SELECTED EXTRACT —
I don't think I've ever seen orangeburg that wasn't egged some what. Not to mention the other issues it has. Clay pipe I think was actually a really good material considering the day with the exeption of the joints which was it's down fall.


----------



## 504Plumber (Jan 26, 2011)

We have terra-cotta down here everywhere, actually dug up a city 6" wye today under a house to replace it all. I think I've worked with orangeburg one time in north carolina after Katrina hit here. The pipe we replaced up there was brittle and the shop I worked for said it was some kind of tar pipe? I wasn't going to say otherwise because of how brittle this pipe was, does that sound like orangeburg?


----------



## Epox (Sep 19, 2010)

You got it.


----------



## mtfallsmikey (Jan 11, 2010)

The Orangeburg in the O.P.'s pics actually looked like it was in pretty good shape. I'm sure Dad laid a few miles of it in the day, I helped rip out about as much.


----------



## RealLivePlumber (Jun 22, 2008)

Plumbus said:


> I don't know about Fernco, but the Mission MR51 44 (4" AC/DI To 4" CI/PL ) will work. AC is a perfect fit for Orangeburg, even when it's somewhat oblong.


:yes:

I stock them in the shop. Work perfect. 

Quiz-Anyone know what the "AC/DI" stands for?


----------



## plbgbiz (Aug 27, 2010)

RealLivePlumber said:


> ..what the "AC/DI" stands for?


It's either concrete and ductile iron or a rock band. I can never remember which. :walkman:


----------



## SlickRick (Sep 3, 2009)

Asbestos Cement / Ductile Iron


----------

EXCERPTED DATA —

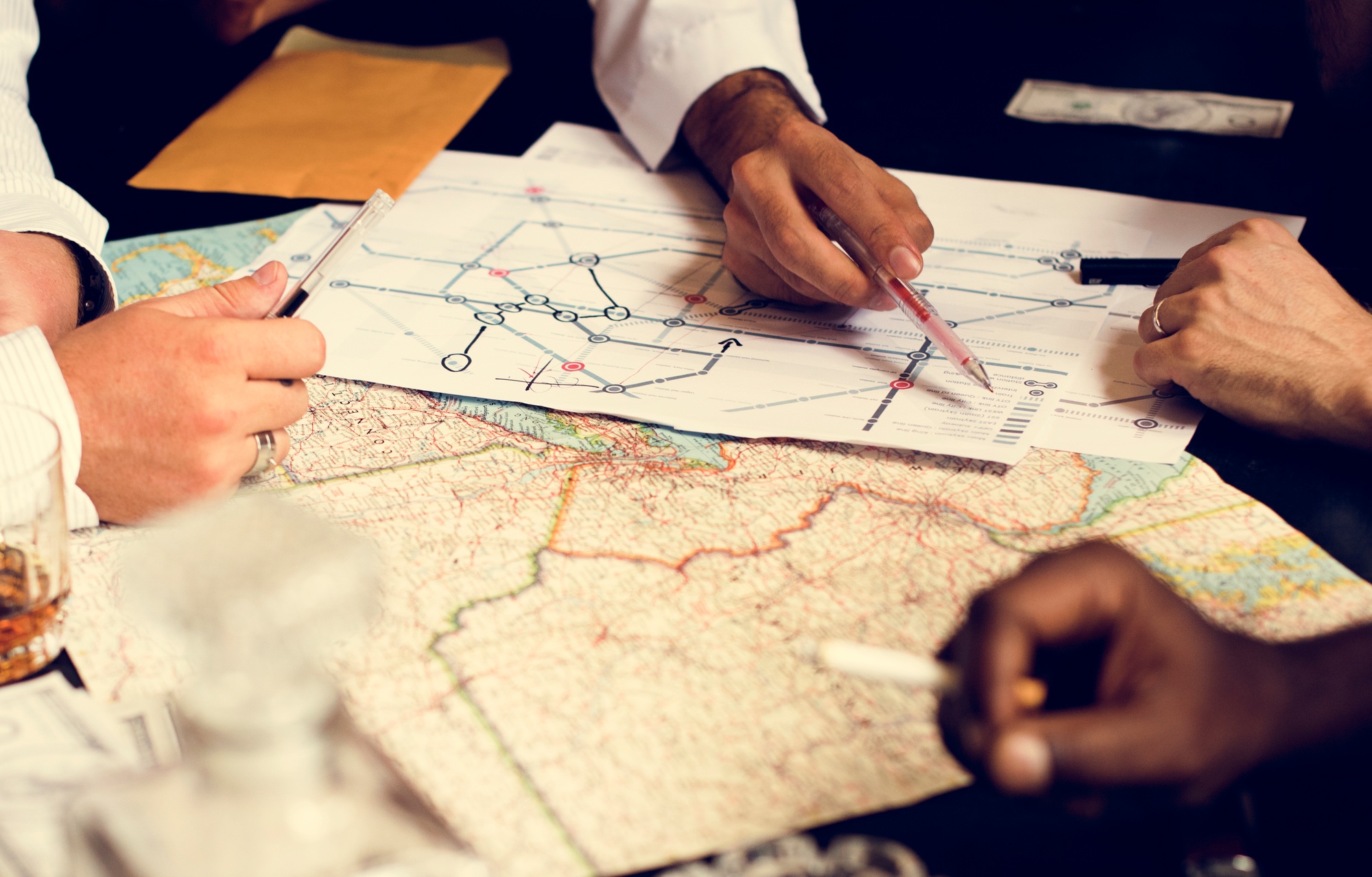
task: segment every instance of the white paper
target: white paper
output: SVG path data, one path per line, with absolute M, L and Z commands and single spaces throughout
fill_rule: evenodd
M 353 208 L 265 252 L 306 270 Z M 1014 463 L 1096 336 L 1110 292 L 1083 254 L 1139 255 L 1109 221 L 948 211 L 921 288 L 980 355 L 986 393 L 899 312 L 744 291 L 713 193 L 687 180 L 447 152 L 300 311 L 333 377 L 604 412 L 693 432 L 899 447 Z
M 67 874 L 71 799 L 136 765 L 108 710 L 60 674 L 0 689 L 0 874 Z

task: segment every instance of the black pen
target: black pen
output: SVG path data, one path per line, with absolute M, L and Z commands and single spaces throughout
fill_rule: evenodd
M 1176 259 L 1083 259 L 1081 282 L 1106 286 L 1161 286 Z

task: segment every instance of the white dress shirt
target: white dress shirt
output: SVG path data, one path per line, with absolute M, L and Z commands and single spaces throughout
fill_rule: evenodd
M 29 62 L 38 48 L 33 0 L 0 0 L 0 229 L 45 232 L 85 249 L 99 263 L 108 223 L 85 200 L 58 182 L 29 115 Z M 113 284 L 100 291 L 113 306 Z M 102 308 L 102 310 L 106 310 Z M 67 481 L 67 522 L 95 526 L 95 504 L 77 486 L 81 428 L 66 381 L 37 328 L 0 337 L 0 402 L 47 414 L 62 433 Z
M 766 67 L 790 81 L 816 122 L 819 92 L 793 0 L 590 0 L 595 85 L 624 137 L 656 169 L 709 86 Z
M 657 167 L 671 149 L 696 99 L 740 70 L 766 67 L 782 74 L 809 114 L 823 121 L 793 0 L 590 3 L 595 10 L 595 84 L 649 167 Z M 0 229 L 55 234 L 99 260 L 108 223 L 54 177 L 29 115 L 27 71 L 37 48 L 33 0 L 0 0 Z M 107 282 L 107 307 L 113 288 Z M 0 336 L 0 402 L 36 408 L 58 423 L 67 518 L 73 528 L 99 523 L 95 506 L 75 486 L 81 465 L 75 407 L 38 329 Z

EXERCISES TO COMPLETE —
(1) Using the thread about orangeburg pipe, decide whether each statement agrees with it. (a) A coupling named in the thread will work to join Orangeburg. (b) The thread spells out "AC/DI" as asbestos cement and ductile iron. (c) The thread names the walls as the downfall of clay pipe. Answer yes or no for each and quote the deciding words.
(2) Pick out every line of the listing that contains the word "paper", and copy each of those lines.

TASK SOLUTIONS —
(1)
(a) Yes: "the Mission MR51 44 (4" AC/DI To 4" CI/PL ) will work"
(b) Yes: "Asbestos Cement / Ductile Iron"
(c) No: "with the exeption of the joints which was it's down fall"

(2)
task: segment every instance of the white paper
target: white paper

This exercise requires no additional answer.